== Work order ==
In full and without alteration, write out the data below.

== Data records ==
====
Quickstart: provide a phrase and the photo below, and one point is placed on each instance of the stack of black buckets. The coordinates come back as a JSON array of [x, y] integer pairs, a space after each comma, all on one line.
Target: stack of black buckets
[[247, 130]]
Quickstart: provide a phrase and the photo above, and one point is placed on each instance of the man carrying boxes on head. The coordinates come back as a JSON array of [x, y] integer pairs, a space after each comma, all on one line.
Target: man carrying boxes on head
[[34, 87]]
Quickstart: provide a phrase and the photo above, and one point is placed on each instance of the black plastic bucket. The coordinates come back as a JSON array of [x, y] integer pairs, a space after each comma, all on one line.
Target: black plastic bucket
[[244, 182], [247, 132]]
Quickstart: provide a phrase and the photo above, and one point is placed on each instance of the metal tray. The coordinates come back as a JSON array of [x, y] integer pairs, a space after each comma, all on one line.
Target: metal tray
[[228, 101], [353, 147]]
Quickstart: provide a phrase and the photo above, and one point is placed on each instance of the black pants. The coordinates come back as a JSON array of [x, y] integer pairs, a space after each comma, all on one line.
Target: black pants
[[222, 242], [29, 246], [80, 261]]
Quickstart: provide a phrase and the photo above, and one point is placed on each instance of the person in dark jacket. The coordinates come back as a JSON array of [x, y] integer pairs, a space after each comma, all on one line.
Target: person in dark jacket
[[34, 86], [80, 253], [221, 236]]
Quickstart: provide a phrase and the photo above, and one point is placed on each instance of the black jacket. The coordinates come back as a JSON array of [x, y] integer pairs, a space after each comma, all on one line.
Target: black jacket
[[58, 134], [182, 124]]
====
== Result of the exercise ==
Quickstart: provide a phrase and the photo below, and one point is placed on each instance of the stack of black buckets. The coordinates come back as a JSON array of [x, y] integer pairs, a space after each comma, all on one line.
Target: stack of black buckets
[[247, 130]]
Quickstart: provide a phrase and the photo above, and one point is placed on each instance of the man carrying boxes on head. The coordinates come back as a JSON array of [x, y] integer pairs, a space after each comma, all on one line.
Target: man carrying boxes on head
[[34, 87]]
Quickstart: provide a phrase and the photo above, and one point is placed on each instance of the black plastic bucket. The coordinates come back as a JSON array of [x, y] integer pairs, a space after each comma, all on one line.
Target: black plastic bucket
[[244, 182], [247, 132]]
Quickstart: provide a phrase and the photo above, and one point is placed on each instance of the metal tray. The coordinates come back as a JSON array of [x, y] integer pairs, a space after each comma, all on one line.
Target: metal tray
[[228, 101], [353, 147]]
Quickstart: provide a phrase and the photo above, and one point is placed on each instance of the black pants. The coordinates come back as a JSON array of [x, y] integer pairs, a space after each comma, all on one line.
Target: black pants
[[222, 242], [29, 246], [80, 261]]
Quickstart: provide a phrase and the photo above, and one point is placed on each instance of the person in dark jacket. The coordinates come back as a JSON array of [x, y] integer pairs, a space after each comma, all on one line.
Target: person in dark jacket
[[34, 86], [80, 253], [221, 236]]
Quickstart: provide a phrase and the photo above, and one point is placed on each instance of the black jacket. The coordinates come back as a JSON array of [x, y] integer pairs, a space after each comma, all on one line.
Target: black jacket
[[58, 134], [182, 124]]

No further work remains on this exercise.